======== EXTRACTED ENTRIES

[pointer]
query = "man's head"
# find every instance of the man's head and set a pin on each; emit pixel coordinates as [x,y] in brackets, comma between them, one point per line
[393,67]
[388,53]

================

- **INSTRUCTIONS TO FOLLOW**: From the data above, output every line exactly.

- **PROBLEM SOLUTION**:
[pointer]
query = "man's head"
# find every instance of the man's head and set a pin on each; emit pixel coordinates as [x,y] in brackets, comma between them, one point per line
[393,67]
[388,53]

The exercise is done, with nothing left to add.